7:22I actually went to a Tibetan Buddhist monk who's a hermit. He sees nobody day after day after day after day. He sees people maybe two times a year, and he granted me an interview, which was an unbelievable honor. He lives up in a little house in the Himalayan foothills way outside Dharamsala, where the Dalai Lama is located. And it's just kind of him and monkeys. And he gets up at, you know, the crack of dawn and makes himself a little bit of breakfast. Then he meditates a lot, and he reads Holy Scripture and goes to bed and walks around, get a little bit of exercise. And this goes on for month after month after month.

7:53And I said, how long have you been doing this? He said, 27 years. I said, don't you get lonely? He said, no, it's just pure bliss. Well, I'm sure it's true, but that's not typical. That's, I mean, your results may vary, but they probably won't. For the vast majority of people, it's impossible to be happy without friends. There's decades of research that actually shows this. I'll put, as always, all of the references to the academic literature into the show notes if you want to go look it up. There's a very interesting paper from the Journal of Happiness Studies from 2011, titled appropriately,

8:25I Matter to My Friend, Therefore I Am Happy, Friendship Mattering and Happiness. That really shows this, that people who don't have friends just are way, way, way less happy. They're lonely. They want to have friends, too. The second big point that I want to make that's based on the same research body is that friendships, I mean, how much happier? Friendships account for 60% of the difference in happiness between individuals. So the variance in happiness in individuals, we measure that variance using regression analysis. And friendship on the right-hand side of these regression models soaks up 60% of the variance in happiness between individuals.

**To do:**
1. Can you filter the listing down to only the lines that contain the string "green"? Case counts.
2. Could you carry on the transcript about friendship and happiness from its last sentence?

**Records provided:**
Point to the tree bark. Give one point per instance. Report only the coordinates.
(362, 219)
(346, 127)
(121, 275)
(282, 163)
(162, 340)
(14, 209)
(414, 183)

---

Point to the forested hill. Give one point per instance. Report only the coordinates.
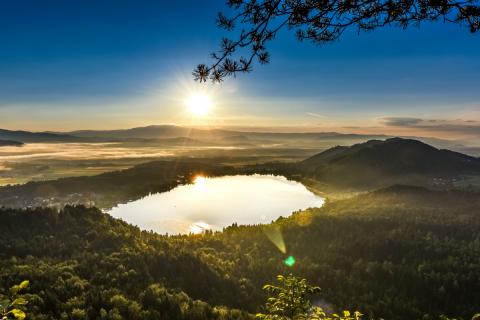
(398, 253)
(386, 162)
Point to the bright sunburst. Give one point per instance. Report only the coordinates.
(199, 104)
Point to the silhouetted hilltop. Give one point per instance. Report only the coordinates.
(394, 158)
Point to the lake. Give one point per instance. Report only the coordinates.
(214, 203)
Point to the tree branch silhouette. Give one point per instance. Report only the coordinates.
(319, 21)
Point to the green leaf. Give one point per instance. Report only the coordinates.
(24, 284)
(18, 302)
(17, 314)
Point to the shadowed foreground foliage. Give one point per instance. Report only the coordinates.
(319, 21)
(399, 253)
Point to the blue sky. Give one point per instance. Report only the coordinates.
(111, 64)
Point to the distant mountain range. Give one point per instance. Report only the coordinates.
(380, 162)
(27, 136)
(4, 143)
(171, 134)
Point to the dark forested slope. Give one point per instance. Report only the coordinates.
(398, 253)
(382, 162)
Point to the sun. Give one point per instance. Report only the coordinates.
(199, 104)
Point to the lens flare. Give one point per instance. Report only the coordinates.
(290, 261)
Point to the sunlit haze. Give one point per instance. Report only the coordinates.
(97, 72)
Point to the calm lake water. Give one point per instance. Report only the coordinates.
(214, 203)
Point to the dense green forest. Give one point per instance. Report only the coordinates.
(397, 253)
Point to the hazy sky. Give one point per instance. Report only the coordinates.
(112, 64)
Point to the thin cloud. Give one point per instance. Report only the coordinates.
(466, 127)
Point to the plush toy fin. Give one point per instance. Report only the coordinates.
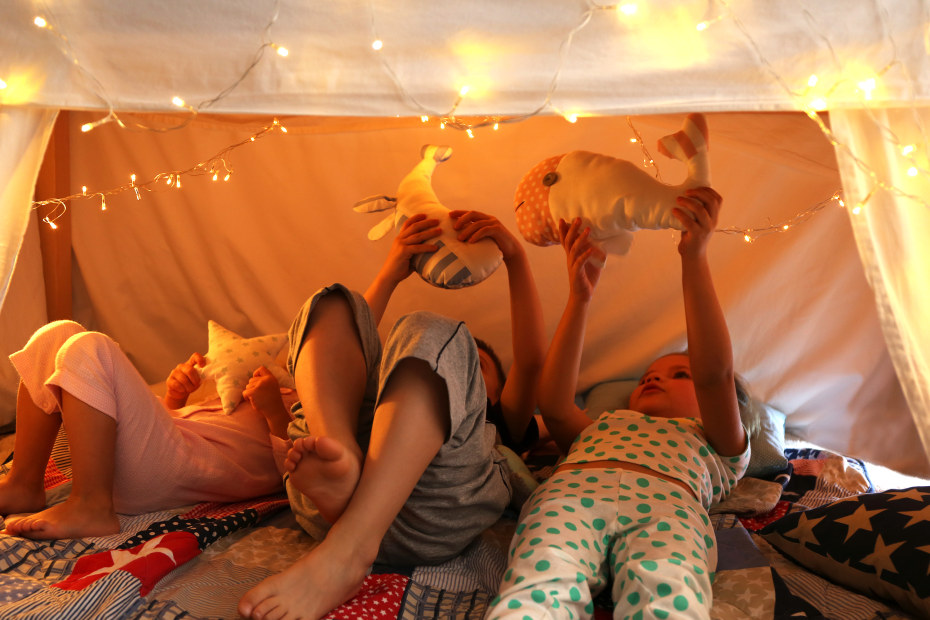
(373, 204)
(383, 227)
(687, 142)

**Answers for the exercise:**
1.
Point to the green leaf. Give one point per instance. Report only the coordinates.
Point to the dense green forest. Give one point per instance. Report only the coordinates.

2.
9:00That's unbelievable. I mean, basically, if you want to know the difference between the biggest variance drivers, it's a successful romantic partnership and close friends. That's kind of what it's all about. And other stuff is just kind of pales in comparison. That doesn't mean nothing else is important. I'm just talking about life satisfaction. There are other things that matter. Don't get me wrong. It's not like, you know, it doesn't matter if you make a living. It doesn't matter if you practice your religion. I'm not saying that. That stuff really matters a lot for other things. But just for pure life satisfaction, man, friendship, it's really a big deal.

Marriage and Friendship

9:31Now, how do marriage and friendship relate? You've seen my podcast on this. I hope I'll drop it right below me here. If you want to click on it, go watch it after you're done with this one. And it shows that the secret to a happy marriage, you know what it is? Deep friendship, a.k.a. companionate love. So it all kind of collapses into this one big idea. A very interesting study from the Journal of Social and Personal Relationships shows the third point that I want to make on this is that one of the greatest markers, one of the greatest predictors of well-being at midlife, I was going to say like me, yeah, right.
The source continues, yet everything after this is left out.